*TASK TO COMPLETE*: Pick out and copy each line of the listing below that contains the string "seed". Case counts.

(Outline annotation records)
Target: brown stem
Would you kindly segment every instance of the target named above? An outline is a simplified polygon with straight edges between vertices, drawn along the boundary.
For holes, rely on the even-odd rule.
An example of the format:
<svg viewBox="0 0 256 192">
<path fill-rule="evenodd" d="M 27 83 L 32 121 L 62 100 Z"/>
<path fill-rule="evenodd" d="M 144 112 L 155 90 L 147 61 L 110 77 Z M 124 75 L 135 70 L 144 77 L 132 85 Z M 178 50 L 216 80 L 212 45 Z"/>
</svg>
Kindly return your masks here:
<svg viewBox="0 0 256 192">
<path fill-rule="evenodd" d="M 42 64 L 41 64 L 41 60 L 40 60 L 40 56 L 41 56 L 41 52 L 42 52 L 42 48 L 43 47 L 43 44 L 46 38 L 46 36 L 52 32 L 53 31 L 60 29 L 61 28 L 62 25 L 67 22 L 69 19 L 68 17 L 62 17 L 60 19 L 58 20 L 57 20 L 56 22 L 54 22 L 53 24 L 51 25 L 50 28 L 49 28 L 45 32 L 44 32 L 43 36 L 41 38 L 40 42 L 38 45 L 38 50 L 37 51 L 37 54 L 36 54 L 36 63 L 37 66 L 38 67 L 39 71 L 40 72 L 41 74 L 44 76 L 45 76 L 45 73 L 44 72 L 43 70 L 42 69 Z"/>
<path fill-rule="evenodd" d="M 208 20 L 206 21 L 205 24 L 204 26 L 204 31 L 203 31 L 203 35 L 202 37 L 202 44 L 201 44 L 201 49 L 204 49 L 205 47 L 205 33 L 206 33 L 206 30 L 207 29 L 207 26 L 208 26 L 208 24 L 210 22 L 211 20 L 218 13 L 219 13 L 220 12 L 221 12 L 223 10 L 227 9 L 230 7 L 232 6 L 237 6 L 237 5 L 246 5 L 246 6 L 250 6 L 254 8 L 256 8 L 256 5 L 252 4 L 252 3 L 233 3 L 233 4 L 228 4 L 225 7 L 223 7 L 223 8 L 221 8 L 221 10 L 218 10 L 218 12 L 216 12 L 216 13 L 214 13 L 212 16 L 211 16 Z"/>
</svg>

* * *

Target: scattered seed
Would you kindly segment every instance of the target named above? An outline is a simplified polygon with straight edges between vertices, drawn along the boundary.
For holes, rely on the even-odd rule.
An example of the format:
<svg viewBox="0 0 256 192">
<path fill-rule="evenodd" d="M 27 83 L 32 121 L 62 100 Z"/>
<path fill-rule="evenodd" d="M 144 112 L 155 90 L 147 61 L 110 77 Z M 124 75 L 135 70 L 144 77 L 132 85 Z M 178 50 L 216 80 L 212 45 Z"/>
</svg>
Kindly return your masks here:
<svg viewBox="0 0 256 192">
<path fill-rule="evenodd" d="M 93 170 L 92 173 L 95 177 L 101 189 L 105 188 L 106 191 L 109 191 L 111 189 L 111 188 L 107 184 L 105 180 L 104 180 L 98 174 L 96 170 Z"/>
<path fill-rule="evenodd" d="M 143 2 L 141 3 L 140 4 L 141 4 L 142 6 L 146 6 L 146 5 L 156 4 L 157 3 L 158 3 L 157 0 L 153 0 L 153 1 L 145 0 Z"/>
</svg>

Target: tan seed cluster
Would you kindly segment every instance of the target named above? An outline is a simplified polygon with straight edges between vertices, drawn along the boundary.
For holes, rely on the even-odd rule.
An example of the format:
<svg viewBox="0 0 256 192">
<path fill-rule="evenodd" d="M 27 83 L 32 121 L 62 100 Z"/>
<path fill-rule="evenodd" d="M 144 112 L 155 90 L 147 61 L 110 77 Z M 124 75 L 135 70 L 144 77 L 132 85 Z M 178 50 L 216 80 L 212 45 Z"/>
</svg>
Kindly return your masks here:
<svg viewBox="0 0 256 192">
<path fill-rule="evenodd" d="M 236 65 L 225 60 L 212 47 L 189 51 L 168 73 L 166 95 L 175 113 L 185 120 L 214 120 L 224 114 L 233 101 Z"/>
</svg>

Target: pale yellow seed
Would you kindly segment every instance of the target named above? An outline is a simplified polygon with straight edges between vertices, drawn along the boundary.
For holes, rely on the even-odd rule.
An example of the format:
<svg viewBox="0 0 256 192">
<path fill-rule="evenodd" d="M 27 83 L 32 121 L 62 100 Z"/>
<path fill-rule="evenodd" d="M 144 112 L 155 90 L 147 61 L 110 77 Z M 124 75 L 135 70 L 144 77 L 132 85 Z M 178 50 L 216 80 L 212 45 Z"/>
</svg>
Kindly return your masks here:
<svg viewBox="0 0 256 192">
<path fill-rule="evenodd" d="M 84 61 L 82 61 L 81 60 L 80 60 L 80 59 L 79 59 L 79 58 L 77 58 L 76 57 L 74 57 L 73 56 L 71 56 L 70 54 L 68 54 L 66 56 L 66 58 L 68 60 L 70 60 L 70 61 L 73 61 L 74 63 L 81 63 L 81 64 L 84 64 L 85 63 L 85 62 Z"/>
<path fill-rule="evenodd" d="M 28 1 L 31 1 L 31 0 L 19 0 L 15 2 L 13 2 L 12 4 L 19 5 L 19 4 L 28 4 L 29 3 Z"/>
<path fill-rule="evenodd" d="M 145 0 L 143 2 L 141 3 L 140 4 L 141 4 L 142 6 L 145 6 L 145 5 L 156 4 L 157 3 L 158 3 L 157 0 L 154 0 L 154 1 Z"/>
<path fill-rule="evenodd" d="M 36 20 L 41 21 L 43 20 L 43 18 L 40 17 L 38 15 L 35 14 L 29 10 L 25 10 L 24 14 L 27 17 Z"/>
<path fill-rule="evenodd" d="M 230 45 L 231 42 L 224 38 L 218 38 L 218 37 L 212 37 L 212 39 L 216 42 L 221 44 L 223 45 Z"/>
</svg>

*SOLUTION TO THE EXERCISE*:
Target: scattered seed
Target: tan seed cluster
Target: pale yellow seed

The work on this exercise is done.